▶ [TAREFAS A REALIZAR]:
A – Responda, com base no excerto sobre o percurso do arguido, às seguintes perguntas:
(i) Em que data transitou em julgado a sentença proferida no processo n.º 351/17.5GBVVD?
(ii) Com que idade abandonou o arguido a escola?
(iii) Durante quanto tempo trabalhou o arguido na empresa de pladur?
B – No excerto sobre o percurso do arguido, transforme numa lista o parágrafo que começa por "O processo de desenvolvimento psicossocial", conservando os factos principais.
C – Prossiga o excerto sobre o percurso do arguido a partir do ponto em que termina.

▶ [TEXTO DE ORIGEM]:

------------------------

16. No âmbito do processo comum singular n.º 351/17.5GBVVD, que correu termos neste Juízo Local Criminal de Vila Verde, por sentença transitada em julgado a 19.06.2019, foi o arguido condenado pela prática, a 11.06.2017, de um crime de furto qualificado na pena de 3 anos e 6 meses de prisão, suspensa na sua execução por igual período e sujeita a regime de prova.
17. O processo de desenvolvimento psicossocial do arguido decorreu no seio do seu agregado social de origem, numa dinâmica familiar caracterizada como estruturada e socioeconomicamente assente na actividade laboral dos progenitores como comerciantes de feiras e mercados. Iniciou-se no sistema de ensino em idade regulamentar, tendo abandonado a escola aos 17 anos de idade, após concluir o 9.º ano de escolaridade.
18. O seu percurso escolar foi caracterizado pelo absentismo e comportamentos desajustados, os quais estiveram na origem de algumas participações disciplinares.
19. Após a intervenção da CPCJ de … foi orientado a prosseguir os estudos, através de cursos de educação e formação, que abandonou antes do seu termo. Mais tarde obteve a equivalência ao 12.º ano de escolaridade, através da frequência de um curso profissional de serviço de mesa e bar.
20. Regista uma experiência profissional incipiente, tendo desenvolvido na área da construção civil, numa empresa de pladur, unicamente durante cerca de 3 meses. Desde então, não voltou a exercer qualquer actividade laboral com carácter regular, apoiando os pais nas feiras e mercados, de forma ocasional.

------------------------

▶ [DADOS FORNECIDOS]:
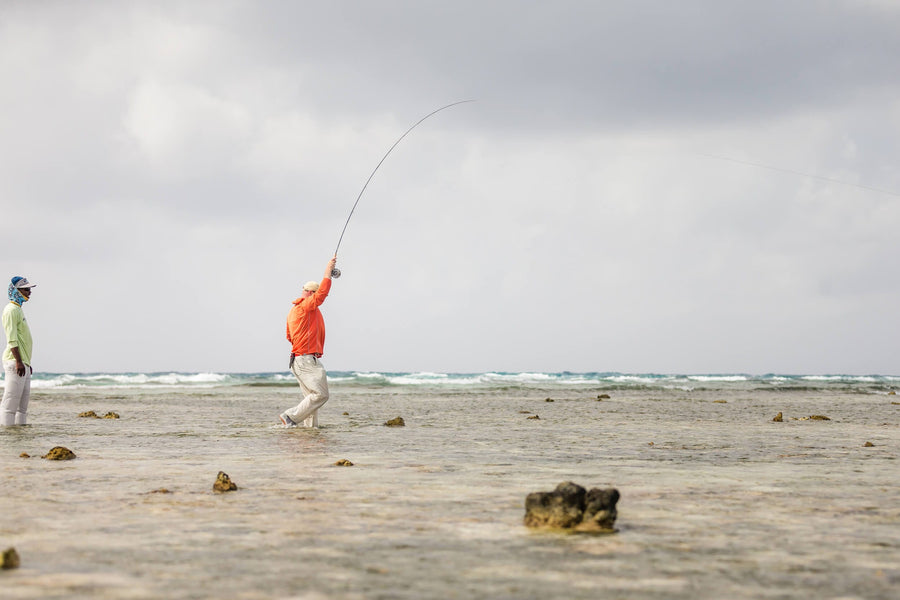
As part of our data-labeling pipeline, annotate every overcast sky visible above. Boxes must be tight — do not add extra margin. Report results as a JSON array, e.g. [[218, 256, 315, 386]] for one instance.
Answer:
[[0, 0, 900, 374]]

------------------------

▶ [PROBLEMAS RESOLVIDOS]:
A –
(i) A 19.06.2019.
(ii) Aos 17 anos.
(iii) Cerca de 3 meses.

B –
- O arguido desenvolveu-se no seu agregado social de origem, com uma dinâmica familiar estruturada.
- A situação socioeconómica da família assentava na actividade dos pais como comerciantes de feiras e mercados.
- Entrou no sistema de ensino na idade regulamentar.
- Abandonou a escola aos 17 anos, depois de concluir o 9.º ano de escolaridade.

C –
21. O arguido iniciou os consumos de substâncias psicotrópicas durante a adolescência, pelos 15 anos de idade, em convívio com o seu grupo de pares conotados com comportamentos aditivos, circunscrevendo o seu quotidiano em função das suas necessidades aditivas.
22. Pelos 23 anos de idade intensificou e diversificou os consumos, consumindo substâncias de maior poder aditivo, que mantinha em contexto de grupos de pares.
23. À data dos factos residia com os progenitores, privilegiando a companhia da namorada.
24. Mantinha-se profissionalmente inactivo, sendo a sua subsistência assegurada pelos progenitores.
25. No meio comunitário, de forma genérica, é conotado pelo estilo de vida desregrado, sem qualquer actividade ocupacional estruturada e convívio com pares conotados com comportamentos criminógenos, contudo não são referenciados sentimentos de rejeição.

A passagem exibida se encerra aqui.